# TASK GOAL
These records must be written out again exactly.

# Stored data
........
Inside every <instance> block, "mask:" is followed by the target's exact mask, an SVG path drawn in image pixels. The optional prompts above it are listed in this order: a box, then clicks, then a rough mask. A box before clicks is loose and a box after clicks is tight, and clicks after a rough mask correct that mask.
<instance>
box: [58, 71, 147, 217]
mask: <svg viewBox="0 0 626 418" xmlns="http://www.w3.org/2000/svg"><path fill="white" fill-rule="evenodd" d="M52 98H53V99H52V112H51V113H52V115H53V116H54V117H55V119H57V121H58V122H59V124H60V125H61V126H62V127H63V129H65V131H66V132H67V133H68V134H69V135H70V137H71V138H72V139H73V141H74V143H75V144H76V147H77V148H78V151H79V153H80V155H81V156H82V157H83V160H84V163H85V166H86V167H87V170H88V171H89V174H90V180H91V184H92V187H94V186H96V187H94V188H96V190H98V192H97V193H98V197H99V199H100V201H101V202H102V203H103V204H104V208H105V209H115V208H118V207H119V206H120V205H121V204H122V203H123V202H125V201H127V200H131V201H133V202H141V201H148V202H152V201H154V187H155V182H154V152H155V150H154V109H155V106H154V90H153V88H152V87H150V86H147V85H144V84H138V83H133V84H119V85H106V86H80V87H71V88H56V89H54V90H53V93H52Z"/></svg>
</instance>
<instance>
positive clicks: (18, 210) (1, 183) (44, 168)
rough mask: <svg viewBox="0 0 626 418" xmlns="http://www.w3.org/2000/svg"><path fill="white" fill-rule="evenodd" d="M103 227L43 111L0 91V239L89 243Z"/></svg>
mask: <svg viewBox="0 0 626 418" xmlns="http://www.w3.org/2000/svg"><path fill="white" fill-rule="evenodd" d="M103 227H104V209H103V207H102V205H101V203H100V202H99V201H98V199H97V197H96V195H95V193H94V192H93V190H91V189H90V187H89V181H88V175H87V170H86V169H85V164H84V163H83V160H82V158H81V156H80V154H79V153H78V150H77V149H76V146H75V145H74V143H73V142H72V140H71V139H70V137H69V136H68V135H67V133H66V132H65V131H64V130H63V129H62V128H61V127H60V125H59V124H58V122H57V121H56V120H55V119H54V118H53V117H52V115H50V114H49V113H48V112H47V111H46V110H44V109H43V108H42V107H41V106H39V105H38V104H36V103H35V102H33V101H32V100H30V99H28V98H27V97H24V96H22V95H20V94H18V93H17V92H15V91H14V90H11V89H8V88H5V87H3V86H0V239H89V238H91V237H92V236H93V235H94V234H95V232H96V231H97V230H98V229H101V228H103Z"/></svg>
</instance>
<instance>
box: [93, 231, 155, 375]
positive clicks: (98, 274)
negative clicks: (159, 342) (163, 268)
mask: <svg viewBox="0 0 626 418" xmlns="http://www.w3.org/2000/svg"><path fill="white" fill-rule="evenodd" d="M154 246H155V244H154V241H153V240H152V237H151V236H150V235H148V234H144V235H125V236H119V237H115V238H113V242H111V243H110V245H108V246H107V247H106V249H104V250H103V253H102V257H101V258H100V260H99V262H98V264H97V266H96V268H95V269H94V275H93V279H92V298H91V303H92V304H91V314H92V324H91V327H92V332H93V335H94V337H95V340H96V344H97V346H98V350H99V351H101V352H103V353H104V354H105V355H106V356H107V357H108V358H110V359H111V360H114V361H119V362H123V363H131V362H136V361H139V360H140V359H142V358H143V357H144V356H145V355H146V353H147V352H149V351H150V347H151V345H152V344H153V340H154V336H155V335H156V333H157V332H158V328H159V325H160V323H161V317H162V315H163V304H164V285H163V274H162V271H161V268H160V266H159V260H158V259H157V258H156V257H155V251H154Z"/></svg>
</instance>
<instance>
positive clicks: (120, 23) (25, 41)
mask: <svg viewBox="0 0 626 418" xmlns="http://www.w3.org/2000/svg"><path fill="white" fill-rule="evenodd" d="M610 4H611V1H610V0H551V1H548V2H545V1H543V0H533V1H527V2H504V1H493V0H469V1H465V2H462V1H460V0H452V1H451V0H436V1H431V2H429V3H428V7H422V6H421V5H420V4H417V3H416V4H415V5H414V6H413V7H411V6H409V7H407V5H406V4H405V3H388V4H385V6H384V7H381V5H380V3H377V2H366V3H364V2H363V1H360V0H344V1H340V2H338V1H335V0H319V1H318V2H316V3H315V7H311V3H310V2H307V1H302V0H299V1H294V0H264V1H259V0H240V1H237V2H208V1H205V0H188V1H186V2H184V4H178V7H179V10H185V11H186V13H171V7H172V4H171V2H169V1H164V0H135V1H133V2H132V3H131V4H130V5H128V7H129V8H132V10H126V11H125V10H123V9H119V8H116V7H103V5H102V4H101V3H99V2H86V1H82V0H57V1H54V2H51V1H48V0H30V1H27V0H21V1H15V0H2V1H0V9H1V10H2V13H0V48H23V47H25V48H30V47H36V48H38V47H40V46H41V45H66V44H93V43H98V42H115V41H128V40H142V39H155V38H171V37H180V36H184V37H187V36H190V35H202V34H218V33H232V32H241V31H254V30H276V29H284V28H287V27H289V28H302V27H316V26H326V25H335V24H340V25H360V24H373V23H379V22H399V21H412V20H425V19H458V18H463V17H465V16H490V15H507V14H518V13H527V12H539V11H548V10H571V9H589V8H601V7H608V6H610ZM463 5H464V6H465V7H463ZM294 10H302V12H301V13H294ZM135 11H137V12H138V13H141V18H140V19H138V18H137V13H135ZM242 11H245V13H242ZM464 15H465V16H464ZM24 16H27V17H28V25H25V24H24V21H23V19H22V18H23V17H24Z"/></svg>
........
# SOLUTION TO THE PROBLEM
Inside every <instance> block, "mask:" is followed by the target's exact mask, an SVG path drawn in image pixels. The optional prompts above it are listed in this order: a box, then clicks, then a rough mask. A box before clicks is loose and a box after clicks is tight, and clicks after a rough mask correct that mask.
<instance>
box: [58, 71, 147, 217]
mask: <svg viewBox="0 0 626 418" xmlns="http://www.w3.org/2000/svg"><path fill="white" fill-rule="evenodd" d="M52 98H53V99H52V112H51V113H52V115H53V116H54V117H55V119H57V121H58V122H59V124H60V125H61V126H62V127H63V129H65V131H66V132H67V133H68V134H69V135H70V137H71V138H72V139H73V141H74V143H75V144H76V147H77V148H78V151H79V153H80V155H81V156H82V157H83V160H84V163H85V166H86V167H87V170H88V171H89V174H90V180H91V184H92V187H94V186H96V187H94V188H96V190H98V192H97V193H98V197H99V199H100V201H101V202H102V203H103V204H104V208H105V209H115V208H118V207H119V206H120V205H121V204H122V203H123V202H125V201H127V200H131V201H133V202H141V201H148V202H152V201H154V187H155V182H154V152H155V150H154V109H155V106H154V90H153V88H152V87H150V86H147V85H144V84H138V83H133V84H119V85H106V86H80V87H71V88H56V89H54V90H53V93H52Z"/></svg>
</instance>
<instance>
positive clicks: (18, 210) (1, 183) (44, 168)
rough mask: <svg viewBox="0 0 626 418" xmlns="http://www.w3.org/2000/svg"><path fill="white" fill-rule="evenodd" d="M103 227L43 111L0 91V239L89 243Z"/></svg>
mask: <svg viewBox="0 0 626 418" xmlns="http://www.w3.org/2000/svg"><path fill="white" fill-rule="evenodd" d="M103 227H104V209H103V207H102V205H101V203H100V202H99V201H98V199H97V197H96V195H95V193H94V192H93V190H91V189H90V187H89V181H88V175H87V170H86V169H85V164H84V163H83V160H82V158H81V156H80V154H79V153H78V150H77V149H76V146H75V145H74V143H73V142H72V140H71V139H70V137H69V136H68V135H67V133H66V132H65V131H64V130H63V129H62V128H61V127H60V125H59V124H58V122H57V121H56V120H55V119H54V118H53V117H52V115H50V114H49V113H48V112H47V111H46V110H44V109H43V108H42V107H41V106H39V105H38V104H36V103H35V102H33V101H32V100H30V99H28V98H27V97H24V96H22V95H20V94H18V93H17V92H15V91H14V90H11V89H8V88H5V87H3V86H0V239H89V238H91V237H92V236H93V235H94V234H95V232H96V231H97V230H98V229H101V228H103Z"/></svg>
</instance>
<instance>
box: [93, 231, 155, 375]
positive clicks: (98, 274)
negative clicks: (159, 342) (163, 268)
mask: <svg viewBox="0 0 626 418" xmlns="http://www.w3.org/2000/svg"><path fill="white" fill-rule="evenodd" d="M154 246H155V244H154V241H153V240H152V237H151V236H150V235H148V234H144V235H125V236H119V237H115V238H113V242H111V243H110V245H108V246H107V247H106V249H104V250H103V253H102V257H101V258H100V260H99V262H98V264H97V266H96V268H95V269H94V275H93V279H92V298H91V303H92V304H91V314H92V324H91V327H92V332H93V335H94V337H95V340H96V344H97V346H98V350H99V351H101V352H103V353H104V354H105V355H106V356H107V357H108V358H110V359H111V360H114V361H119V362H123V363H131V362H136V361H139V360H140V359H142V358H143V357H144V356H145V355H146V353H147V352H149V351H150V347H151V345H152V344H153V340H154V336H155V335H156V333H157V332H158V328H159V325H160V323H161V317H162V315H163V304H164V285H163V274H162V271H161V268H160V266H159V260H158V259H157V258H156V257H155V251H154Z"/></svg>
</instance>
<instance>
positive clicks: (120, 23) (25, 41)
mask: <svg viewBox="0 0 626 418" xmlns="http://www.w3.org/2000/svg"><path fill="white" fill-rule="evenodd" d="M610 4H611V1H610V0H551V1H548V2H545V1H543V0H533V1H527V2H504V1H493V0H469V1H465V2H462V1H460V0H452V1H451V0H436V1H431V2H429V3H428V7H422V6H421V5H420V4H417V3H416V4H415V5H414V6H413V7H411V6H409V7H407V5H406V4H405V3H388V4H385V6H384V7H381V5H380V3H377V2H366V3H364V2H363V1H360V0H344V1H340V2H338V1H335V0H319V1H318V2H316V3H315V7H311V3H310V2H307V1H302V0H299V1H294V0H264V1H259V0H240V1H237V2H208V1H205V0H188V1H186V2H184V4H178V7H179V10H185V11H186V13H171V7H172V4H171V2H169V1H164V0H135V1H133V2H132V3H131V4H130V5H128V7H129V8H132V10H126V11H125V10H123V9H119V8H116V7H103V5H102V4H101V3H99V2H86V1H82V0H57V1H54V2H51V1H48V0H30V1H27V0H21V1H15V0H2V1H0V9H1V10H2V13H0V48H23V47H25V48H30V47H36V48H38V47H40V46H41V45H66V44H93V43H98V42H115V41H128V40H142V39H155V38H171V37H180V36H184V37H187V36H190V35H202V34H218V33H232V32H241V31H254V30H276V29H284V28H287V27H289V28H302V27H316V26H326V25H335V24H340V25H360V24H373V23H379V22H399V21H412V20H425V19H458V18H463V17H465V16H490V15H507V14H518V13H527V12H539V11H548V10H571V9H589V8H601V7H608V6H610ZM463 5H464V6H465V7H463ZM294 10H302V12H301V13H294ZM135 11H137V12H138V13H141V18H140V19H138V18H137V13H135ZM242 11H245V13H242ZM464 15H465V16H464ZM24 16H27V17H28V25H25V24H24V21H23V19H22V18H23V17H24Z"/></svg>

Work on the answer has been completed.